## TASK REQUIREMENTS
Rewrite each line of the data below as a JSON list of strings, with one string per line and no entries for blank lines. Leave the picture markers out of the list.

(Dataset entries)
+ + + + +

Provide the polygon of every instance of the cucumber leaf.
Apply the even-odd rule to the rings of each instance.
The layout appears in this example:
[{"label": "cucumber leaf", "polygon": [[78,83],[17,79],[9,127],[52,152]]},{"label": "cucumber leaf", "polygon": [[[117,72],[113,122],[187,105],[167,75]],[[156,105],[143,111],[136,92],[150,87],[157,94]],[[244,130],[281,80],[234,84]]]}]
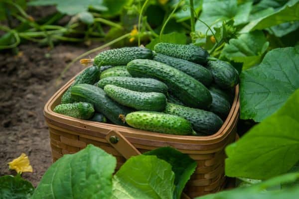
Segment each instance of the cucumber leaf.
[{"label": "cucumber leaf", "polygon": [[225,174],[264,180],[289,171],[299,161],[299,89],[277,112],[226,147]]},{"label": "cucumber leaf", "polygon": [[23,179],[20,174],[0,178],[0,199],[29,199],[34,191],[32,185]]},{"label": "cucumber leaf", "polygon": [[127,161],[114,175],[112,199],[172,199],[174,174],[171,166],[154,156]]},{"label": "cucumber leaf", "polygon": [[299,88],[299,49],[277,48],[240,76],[241,118],[260,122]]},{"label": "cucumber leaf", "polygon": [[196,168],[196,162],[190,158],[188,155],[182,153],[171,147],[159,148],[143,154],[155,155],[171,165],[172,171],[175,174],[175,189],[173,199],[180,199],[181,194],[186,183]]},{"label": "cucumber leaf", "polygon": [[32,199],[108,199],[116,160],[102,149],[89,145],[65,155],[43,175]]},{"label": "cucumber leaf", "polygon": [[269,45],[269,42],[261,31],[242,34],[225,44],[221,57],[243,63],[243,69],[247,69],[260,62]]}]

+ + + + +

## RESULT
[
  "Provide the polygon of every instance of the cucumber leaf.",
  "Apply the even-odd rule to the rings of each instance.",
  "The layout appears in this example:",
  "[{\"label\": \"cucumber leaf\", \"polygon\": [[78,83],[17,79],[9,127],[52,152]]},{\"label\": \"cucumber leaf\", \"polygon\": [[[117,72],[113,122],[187,105],[167,75]],[[156,105],[143,111],[136,92],[150,87],[157,94]],[[244,130],[281,80],[234,84]]]}]",
  "Segment each instance of the cucumber leaf.",
  "[{\"label\": \"cucumber leaf\", \"polygon\": [[225,174],[264,180],[289,171],[299,161],[299,89],[277,112],[226,147]]},{\"label\": \"cucumber leaf\", \"polygon\": [[23,179],[20,174],[0,178],[0,199],[29,199],[34,191],[32,185]]},{\"label\": \"cucumber leaf\", \"polygon\": [[127,161],[114,175],[112,199],[172,199],[174,174],[171,166],[154,156]]},{\"label\": \"cucumber leaf\", \"polygon\": [[299,88],[299,49],[277,48],[240,76],[241,118],[260,122]]},{\"label\": \"cucumber leaf\", \"polygon\": [[196,168],[196,162],[190,158],[188,155],[182,153],[171,147],[159,148],[143,154],[155,155],[171,165],[172,171],[175,174],[175,189],[173,199],[180,199],[181,194],[186,183]]},{\"label\": \"cucumber leaf\", \"polygon\": [[32,199],[108,199],[116,160],[102,149],[89,145],[65,155],[43,175]]},{\"label\": \"cucumber leaf\", \"polygon\": [[269,45],[269,42],[261,31],[242,34],[225,44],[221,57],[243,63],[243,69],[247,69],[260,62]]}]"
]